Given information:
═══
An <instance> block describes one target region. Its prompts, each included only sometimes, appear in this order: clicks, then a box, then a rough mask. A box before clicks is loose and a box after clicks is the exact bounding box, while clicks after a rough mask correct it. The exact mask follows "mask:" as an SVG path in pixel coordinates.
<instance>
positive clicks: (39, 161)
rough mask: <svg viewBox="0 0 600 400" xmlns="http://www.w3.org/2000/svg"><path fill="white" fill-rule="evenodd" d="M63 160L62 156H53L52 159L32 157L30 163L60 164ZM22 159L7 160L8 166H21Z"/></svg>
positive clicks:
═══
Your assignment: Could you restate every record above word for word?

Written response:
An <instance> block describes one target region. Its prompts, each included only sometimes, appear in this order: clicks, then a box, then a rough mask. A box before clicks is loose and a box after clicks is the exact bounding box, while clicks after a rough mask correct it. The exact mask follows "mask:" as an SVG path in pixel coordinates.
<instance>
positive clicks: (39, 161)
rough mask: <svg viewBox="0 0 600 400" xmlns="http://www.w3.org/2000/svg"><path fill="white" fill-rule="evenodd" d="M63 160L62 156H53L52 159L32 157L30 163L60 164ZM22 159L7 160L8 166H21Z"/></svg>
positive clicks:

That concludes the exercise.